Job:
Determine how many lines in the items below contain the word "vertical", treating uppercase and lowercase letters as distinct. Reply with that number alone.
--- START ---
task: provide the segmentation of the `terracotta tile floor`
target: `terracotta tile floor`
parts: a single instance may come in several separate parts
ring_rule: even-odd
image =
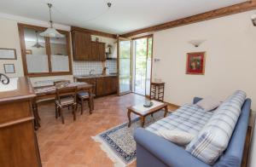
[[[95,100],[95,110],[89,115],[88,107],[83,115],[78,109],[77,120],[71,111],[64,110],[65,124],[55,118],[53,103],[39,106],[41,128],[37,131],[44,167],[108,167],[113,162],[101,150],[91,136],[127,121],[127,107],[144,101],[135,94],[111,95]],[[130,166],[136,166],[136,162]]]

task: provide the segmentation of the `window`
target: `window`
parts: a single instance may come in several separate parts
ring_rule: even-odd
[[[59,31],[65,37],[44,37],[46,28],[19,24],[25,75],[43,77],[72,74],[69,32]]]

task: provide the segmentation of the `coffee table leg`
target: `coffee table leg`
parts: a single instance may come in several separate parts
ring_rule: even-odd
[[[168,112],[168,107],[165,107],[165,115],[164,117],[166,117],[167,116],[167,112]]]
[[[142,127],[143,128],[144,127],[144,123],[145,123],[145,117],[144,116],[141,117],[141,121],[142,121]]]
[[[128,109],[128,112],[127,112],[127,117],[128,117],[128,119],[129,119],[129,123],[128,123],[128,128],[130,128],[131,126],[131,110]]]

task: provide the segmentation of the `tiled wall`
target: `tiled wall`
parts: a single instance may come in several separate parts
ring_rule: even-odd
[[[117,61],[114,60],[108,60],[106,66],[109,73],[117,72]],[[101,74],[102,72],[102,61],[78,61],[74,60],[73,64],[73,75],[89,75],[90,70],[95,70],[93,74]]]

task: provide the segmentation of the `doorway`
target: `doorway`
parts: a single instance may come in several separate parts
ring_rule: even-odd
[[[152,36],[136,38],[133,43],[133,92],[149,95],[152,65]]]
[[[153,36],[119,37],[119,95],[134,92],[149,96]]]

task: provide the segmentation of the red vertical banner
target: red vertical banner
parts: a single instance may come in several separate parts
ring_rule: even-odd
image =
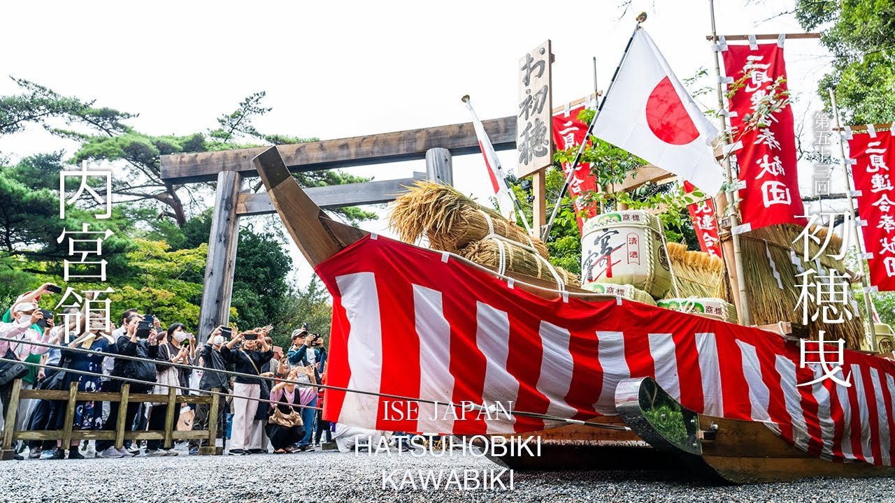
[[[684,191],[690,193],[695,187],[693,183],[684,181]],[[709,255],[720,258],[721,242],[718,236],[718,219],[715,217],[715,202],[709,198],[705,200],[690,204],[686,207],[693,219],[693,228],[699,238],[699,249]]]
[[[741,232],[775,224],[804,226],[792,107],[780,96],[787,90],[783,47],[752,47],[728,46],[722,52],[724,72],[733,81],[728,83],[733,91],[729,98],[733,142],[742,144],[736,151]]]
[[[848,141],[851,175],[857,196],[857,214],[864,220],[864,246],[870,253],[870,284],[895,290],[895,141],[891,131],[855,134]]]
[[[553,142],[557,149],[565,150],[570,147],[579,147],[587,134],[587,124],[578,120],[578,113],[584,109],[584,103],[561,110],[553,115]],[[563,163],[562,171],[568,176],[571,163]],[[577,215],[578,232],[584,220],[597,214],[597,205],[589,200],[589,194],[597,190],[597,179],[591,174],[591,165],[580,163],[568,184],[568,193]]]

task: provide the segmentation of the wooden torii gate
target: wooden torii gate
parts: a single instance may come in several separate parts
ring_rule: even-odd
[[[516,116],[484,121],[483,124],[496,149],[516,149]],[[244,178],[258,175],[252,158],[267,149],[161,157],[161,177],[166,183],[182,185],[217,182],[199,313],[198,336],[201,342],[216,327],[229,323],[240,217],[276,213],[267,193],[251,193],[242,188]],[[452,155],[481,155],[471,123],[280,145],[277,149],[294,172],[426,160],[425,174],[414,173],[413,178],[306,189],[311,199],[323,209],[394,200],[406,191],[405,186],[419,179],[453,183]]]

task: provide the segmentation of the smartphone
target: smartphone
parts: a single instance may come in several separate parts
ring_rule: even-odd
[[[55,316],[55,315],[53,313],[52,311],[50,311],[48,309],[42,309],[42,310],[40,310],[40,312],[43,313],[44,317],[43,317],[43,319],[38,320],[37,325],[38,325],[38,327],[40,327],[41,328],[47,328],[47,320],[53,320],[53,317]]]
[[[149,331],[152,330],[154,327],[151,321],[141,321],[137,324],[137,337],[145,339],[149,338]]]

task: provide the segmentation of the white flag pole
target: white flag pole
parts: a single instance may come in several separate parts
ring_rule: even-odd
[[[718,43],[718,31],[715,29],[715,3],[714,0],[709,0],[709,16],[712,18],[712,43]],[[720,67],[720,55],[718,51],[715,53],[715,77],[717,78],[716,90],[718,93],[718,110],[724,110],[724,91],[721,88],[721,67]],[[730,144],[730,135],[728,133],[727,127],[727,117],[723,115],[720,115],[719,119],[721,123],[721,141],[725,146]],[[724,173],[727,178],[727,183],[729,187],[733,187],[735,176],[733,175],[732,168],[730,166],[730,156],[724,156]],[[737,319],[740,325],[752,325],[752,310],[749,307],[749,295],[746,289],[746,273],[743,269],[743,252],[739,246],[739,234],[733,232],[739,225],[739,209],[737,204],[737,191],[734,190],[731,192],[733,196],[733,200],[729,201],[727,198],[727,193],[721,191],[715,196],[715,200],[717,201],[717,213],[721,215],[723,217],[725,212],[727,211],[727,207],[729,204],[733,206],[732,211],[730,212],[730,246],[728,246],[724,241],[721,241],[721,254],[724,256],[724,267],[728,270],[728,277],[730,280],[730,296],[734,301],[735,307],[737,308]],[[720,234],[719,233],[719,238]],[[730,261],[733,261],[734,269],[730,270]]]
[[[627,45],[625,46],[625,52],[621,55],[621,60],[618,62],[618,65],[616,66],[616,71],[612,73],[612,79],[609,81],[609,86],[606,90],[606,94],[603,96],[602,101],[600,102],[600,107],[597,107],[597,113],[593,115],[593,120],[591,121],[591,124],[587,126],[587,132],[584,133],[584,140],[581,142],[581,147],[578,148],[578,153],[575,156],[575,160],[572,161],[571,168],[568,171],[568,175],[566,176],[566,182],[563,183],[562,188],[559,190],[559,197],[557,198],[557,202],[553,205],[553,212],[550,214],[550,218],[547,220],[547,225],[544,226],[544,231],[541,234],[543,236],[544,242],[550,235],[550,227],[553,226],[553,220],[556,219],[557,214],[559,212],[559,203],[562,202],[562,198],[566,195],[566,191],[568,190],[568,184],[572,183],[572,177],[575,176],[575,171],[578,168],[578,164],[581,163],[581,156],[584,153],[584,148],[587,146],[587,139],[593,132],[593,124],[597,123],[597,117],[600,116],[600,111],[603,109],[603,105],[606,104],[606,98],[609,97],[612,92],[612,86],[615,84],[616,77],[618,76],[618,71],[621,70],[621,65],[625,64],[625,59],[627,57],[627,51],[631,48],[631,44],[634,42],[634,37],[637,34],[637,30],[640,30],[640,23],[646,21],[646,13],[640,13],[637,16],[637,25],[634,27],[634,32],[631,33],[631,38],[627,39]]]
--- END ---
Written solution:
2